Camat Kedawen Mochamad Tarom menyebutkan, berkat minyak tersebut Desa Wonocolo tercatat pernah menjadi desa terkaya di Bojonegoro pada 1979. Karena berstatus desa terkaya, warga membangun balai desa terendah di Bojonegoro saat itu. 

Tambang minyak tradisional tersebar di lima desa, yakni Hargomulyo, Wonocolo, Beji, Kedewan, dan Desa Kawengan, dengan total lebih dari 500 titik. "Tapi saat ini tidak semuanya bisa berproduksi," katanya.

Dia memprediksi, aktivitas eksplorasi lantung itu tidak akan lama lagi, karena itu pihak Pemkab Bojonegoro dan Pertamina EP Asset 4 Field Cepusejak April lalu menetapkan kawasan Desa Wonocolo Kecamatan Kedewan sebagai destinasi wisata baru di Kabupaten Bojonegoro, yang bertema wisata migas. 

"Kebijakan itu agar warga penambang tidak terus berharap pemasukan dari aktivitas penambangan, ada alternatif sektor wisata yang bisa dimanfaatkan," terangnya.

KOMPAS.com/Achmad Faizal Tempat penyulingan minyak mentah di lapangan tambang minyak tradisional Desa Wonocolo, Kecamatan Kedewan, Bojonegoro, Jawa Timur
Kepala Bidang Pengembangan Usaha Seni Dan Budaya, Dinas Kebudayaan dan Pariwisata Bojonegoro, Budiyanto, mengklaim wisata migas di Desa Wonocolo itu adalah yang pertama di Indonesia. Karena hampir sama dengan kawasan minyak di Amerika Serikat yakni Texas, kawasan tersebut juga diberi nama serupa, yakni Teksas Wonocolo.

→ **Data**
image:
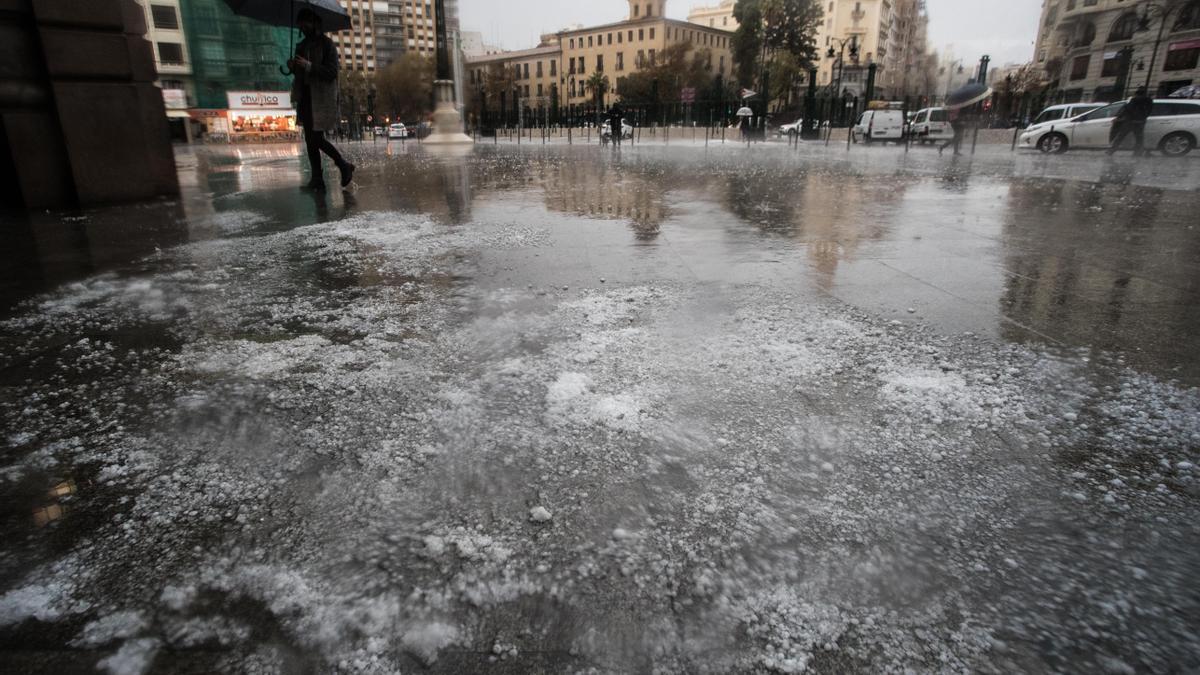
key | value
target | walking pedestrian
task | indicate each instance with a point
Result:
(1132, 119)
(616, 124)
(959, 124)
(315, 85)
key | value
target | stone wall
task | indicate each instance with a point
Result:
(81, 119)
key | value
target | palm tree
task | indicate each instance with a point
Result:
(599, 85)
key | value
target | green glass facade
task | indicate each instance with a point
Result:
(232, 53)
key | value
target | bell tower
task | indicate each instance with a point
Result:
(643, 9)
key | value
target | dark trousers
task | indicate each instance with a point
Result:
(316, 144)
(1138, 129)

---

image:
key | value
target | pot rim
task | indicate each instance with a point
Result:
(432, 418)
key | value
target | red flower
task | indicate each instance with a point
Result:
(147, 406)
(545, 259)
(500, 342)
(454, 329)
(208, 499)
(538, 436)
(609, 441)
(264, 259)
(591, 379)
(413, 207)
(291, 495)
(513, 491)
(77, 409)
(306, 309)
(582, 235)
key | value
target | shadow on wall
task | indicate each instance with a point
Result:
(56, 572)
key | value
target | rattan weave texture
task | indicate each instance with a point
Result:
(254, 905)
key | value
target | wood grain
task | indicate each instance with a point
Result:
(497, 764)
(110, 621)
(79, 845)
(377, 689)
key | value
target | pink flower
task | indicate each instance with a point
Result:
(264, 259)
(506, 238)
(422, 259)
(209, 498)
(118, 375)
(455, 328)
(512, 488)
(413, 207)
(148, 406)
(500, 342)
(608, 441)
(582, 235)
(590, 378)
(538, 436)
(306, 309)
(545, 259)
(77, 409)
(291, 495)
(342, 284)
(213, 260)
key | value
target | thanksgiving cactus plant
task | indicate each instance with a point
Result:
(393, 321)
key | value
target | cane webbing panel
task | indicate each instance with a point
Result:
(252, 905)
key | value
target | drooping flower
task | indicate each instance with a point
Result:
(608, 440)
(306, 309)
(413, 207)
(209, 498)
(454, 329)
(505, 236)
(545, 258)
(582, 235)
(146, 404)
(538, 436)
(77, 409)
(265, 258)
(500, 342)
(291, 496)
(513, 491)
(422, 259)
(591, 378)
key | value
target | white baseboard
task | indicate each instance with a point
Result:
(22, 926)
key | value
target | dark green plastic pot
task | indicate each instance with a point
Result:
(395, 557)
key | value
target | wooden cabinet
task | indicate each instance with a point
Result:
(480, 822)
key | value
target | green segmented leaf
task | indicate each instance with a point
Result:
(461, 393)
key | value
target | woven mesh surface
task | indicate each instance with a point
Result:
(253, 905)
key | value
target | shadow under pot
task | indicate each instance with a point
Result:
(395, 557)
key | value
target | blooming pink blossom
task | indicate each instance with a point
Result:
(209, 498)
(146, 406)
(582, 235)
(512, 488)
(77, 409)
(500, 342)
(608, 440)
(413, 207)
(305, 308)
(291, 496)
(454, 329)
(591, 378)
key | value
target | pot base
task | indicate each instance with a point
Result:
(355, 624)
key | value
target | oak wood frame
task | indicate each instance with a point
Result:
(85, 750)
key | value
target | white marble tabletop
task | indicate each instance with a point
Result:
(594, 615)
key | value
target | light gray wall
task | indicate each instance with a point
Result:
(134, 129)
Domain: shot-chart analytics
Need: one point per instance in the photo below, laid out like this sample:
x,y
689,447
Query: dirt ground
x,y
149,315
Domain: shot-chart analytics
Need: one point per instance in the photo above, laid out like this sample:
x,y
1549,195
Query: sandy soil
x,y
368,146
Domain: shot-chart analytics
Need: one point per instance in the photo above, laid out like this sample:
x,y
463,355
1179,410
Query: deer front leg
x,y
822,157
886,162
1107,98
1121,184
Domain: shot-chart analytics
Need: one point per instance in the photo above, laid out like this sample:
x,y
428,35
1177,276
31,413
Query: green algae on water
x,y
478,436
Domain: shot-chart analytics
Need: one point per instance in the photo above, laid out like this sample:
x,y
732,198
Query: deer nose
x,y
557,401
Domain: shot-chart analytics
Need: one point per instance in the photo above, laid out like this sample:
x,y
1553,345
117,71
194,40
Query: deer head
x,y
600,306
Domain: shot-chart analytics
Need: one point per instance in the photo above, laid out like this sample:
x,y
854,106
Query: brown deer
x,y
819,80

→ **Tindakan yang Diperlukan**
a: Tentukan apakah setiap pernyataan berikut sesuai dengan teks tentang tambang minyak Wonocolo di atas: (i) tambang minyak tradisional tersebar di lima desa; (ii) semua titik tambang saat ini masih berproduksi; (iii) kawasan Wonocolo diberi nama Teksas Wonocolo. Jawab ya atau tidak untuk masing-masing, disertai kutipan persis dari teks yang menjadi penentunya.
b: Tolong lanjutkan teks tentang tambang minyak Wonocolo, dimulai setelah kalimat terakhirnya.

→ **Jawaban yang Diharapkan**
a:
(i) Ya: "Tambang minyak tradisional tersebar di lima desa"
(ii) Tidak: "Tapi saat ini tidak semuanya bisa berproduksi,"
(iii) Ya: "kawasan tersebut juga diberi nama serupa, yakni Teksas Wonocolo."

b:
"Bukan Texas tapi Teksas, yang merupakan singkatan dari Tekad Selalu, Aman dan Sejahtera," jelasnya.

Struktur tanah yang berbukit di kawasan tersebut cocok untuk dipakai medan operasional mobil jeep dan off road, serta motor trail. Di kanan dan kiri jalurnya dilengkapi pemandangan aktivitas warga di tambang minyak tradisional. 

"Yang sudah ada saat ini titik gardu pandang sebagai titik lokasi untuk melihat sumur-sumur tua dari jarak dekat, serta rumah singgah yang didesain sebagai museum pendidikan migas," ucapnya.

Wisata migas di Desa Wonocolo tidak lepas dari Bojonegoro yang kaya minyak dan gas bumi di Jawa Timur. Bupati Bojonegoro, Suyoto bahkan menyebut, 20 persen cadangan energi nasional ada di Bojonegoro.

Di kabupaten perbatasan Jawa Timur dan Jawa Tengah itu, ada empat blok minyak dan gas bumi yaitu lapangan Banyu Urip Blok Cepu yang dikelola ExxonMobil Cepu Limited (EMCL), lapangan Sukowati yang dikelola Joint Operating Body Pertamina-Petrochina East Java (JOB PPEJ). 

Kemudian lapangan sumur tua Wonocolo yang dikelola Pertamina EP Asset IV Cupu; dan lapangan Tiung Biru yang dikelola Pertamina EP Asset IV Cepu. 

Selain itu, lapangan gas bumi Jambaran Tiung Biru yang masih tahap eksplorasi dan dikembangkan Pertamina EP Cepu.

Cadangan migas lapangan Banyu Urip Blok Cepu, kata Suyoto, diperkirakan mencapai 450 juta barrel. Saat ini puncak produksi lapangan migas Banyu Urip Blok Cepu telah tercapai yaitu 165.000-170.000 barrel per hari.

"Produksi minyak di Bojonegoro ini menyumbang 20 persen produksi minyak nasional," ujarnya.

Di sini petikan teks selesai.